### Problem to work on
How many lines of the records below contain the word "wall"? Reply with the number alone.

### Stored rows
▬▬▬▬▬▬

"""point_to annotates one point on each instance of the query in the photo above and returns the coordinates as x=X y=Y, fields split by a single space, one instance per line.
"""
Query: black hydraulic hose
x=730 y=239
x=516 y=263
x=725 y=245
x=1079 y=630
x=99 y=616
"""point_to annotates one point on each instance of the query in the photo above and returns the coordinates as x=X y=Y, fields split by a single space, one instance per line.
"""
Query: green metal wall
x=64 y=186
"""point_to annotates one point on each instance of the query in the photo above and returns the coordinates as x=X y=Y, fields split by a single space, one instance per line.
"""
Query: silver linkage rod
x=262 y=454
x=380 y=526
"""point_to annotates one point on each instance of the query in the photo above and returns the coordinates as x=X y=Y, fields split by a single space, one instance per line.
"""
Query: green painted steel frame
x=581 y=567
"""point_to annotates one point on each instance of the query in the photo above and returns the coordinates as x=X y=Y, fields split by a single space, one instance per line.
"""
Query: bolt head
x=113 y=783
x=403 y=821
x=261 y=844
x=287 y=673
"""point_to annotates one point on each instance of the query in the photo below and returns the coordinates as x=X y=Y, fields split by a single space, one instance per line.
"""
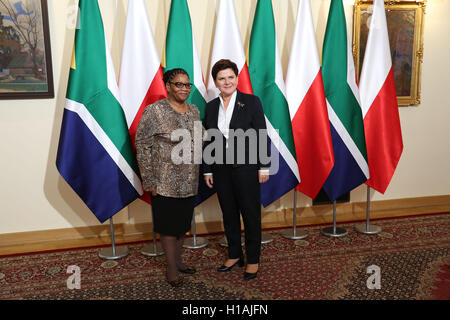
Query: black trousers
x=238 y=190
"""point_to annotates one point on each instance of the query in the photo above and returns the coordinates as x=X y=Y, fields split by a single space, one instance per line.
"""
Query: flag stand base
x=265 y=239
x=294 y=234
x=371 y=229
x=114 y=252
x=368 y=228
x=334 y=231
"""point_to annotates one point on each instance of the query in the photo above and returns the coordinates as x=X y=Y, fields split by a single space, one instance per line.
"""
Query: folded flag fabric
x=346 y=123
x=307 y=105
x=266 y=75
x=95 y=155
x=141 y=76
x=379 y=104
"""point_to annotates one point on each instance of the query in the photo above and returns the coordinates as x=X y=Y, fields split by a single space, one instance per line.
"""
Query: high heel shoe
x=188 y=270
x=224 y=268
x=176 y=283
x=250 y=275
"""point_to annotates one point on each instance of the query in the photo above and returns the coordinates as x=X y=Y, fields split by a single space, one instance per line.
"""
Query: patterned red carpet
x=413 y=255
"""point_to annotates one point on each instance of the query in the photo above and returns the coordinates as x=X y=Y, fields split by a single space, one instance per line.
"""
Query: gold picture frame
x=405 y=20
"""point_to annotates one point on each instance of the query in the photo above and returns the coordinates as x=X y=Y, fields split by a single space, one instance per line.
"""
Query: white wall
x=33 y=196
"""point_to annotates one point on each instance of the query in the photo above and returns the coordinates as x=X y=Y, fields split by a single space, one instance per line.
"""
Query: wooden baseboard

▬▬▬▬▬▬

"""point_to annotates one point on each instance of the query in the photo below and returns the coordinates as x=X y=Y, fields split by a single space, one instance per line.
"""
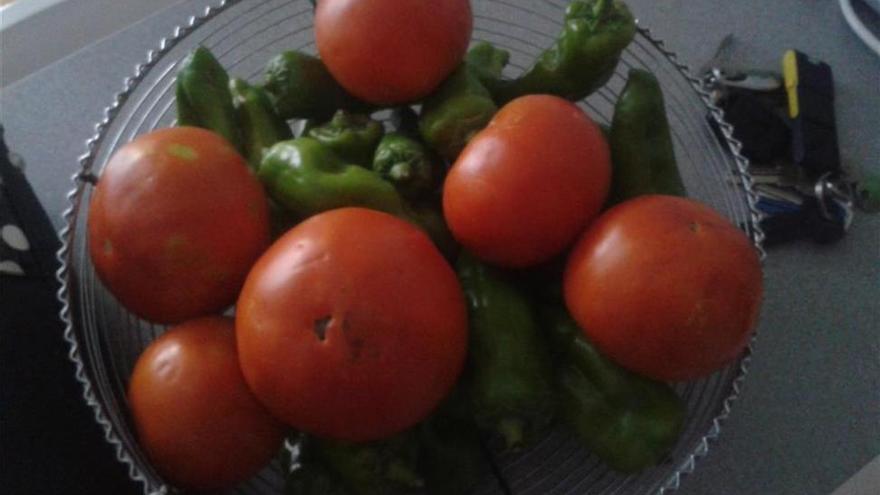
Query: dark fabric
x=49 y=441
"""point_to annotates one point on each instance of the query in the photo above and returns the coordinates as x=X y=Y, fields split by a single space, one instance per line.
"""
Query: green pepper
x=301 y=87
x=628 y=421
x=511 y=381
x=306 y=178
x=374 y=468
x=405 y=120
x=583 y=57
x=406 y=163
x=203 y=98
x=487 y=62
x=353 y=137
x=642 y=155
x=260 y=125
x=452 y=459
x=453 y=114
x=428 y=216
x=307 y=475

▬▬▬▬▬▬

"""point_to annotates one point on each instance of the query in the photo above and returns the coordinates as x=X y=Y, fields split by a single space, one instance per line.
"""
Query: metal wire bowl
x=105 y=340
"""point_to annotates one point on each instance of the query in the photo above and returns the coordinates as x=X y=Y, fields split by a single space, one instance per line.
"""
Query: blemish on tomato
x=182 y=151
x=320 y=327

▬▬▬▬▬▬

### Output
2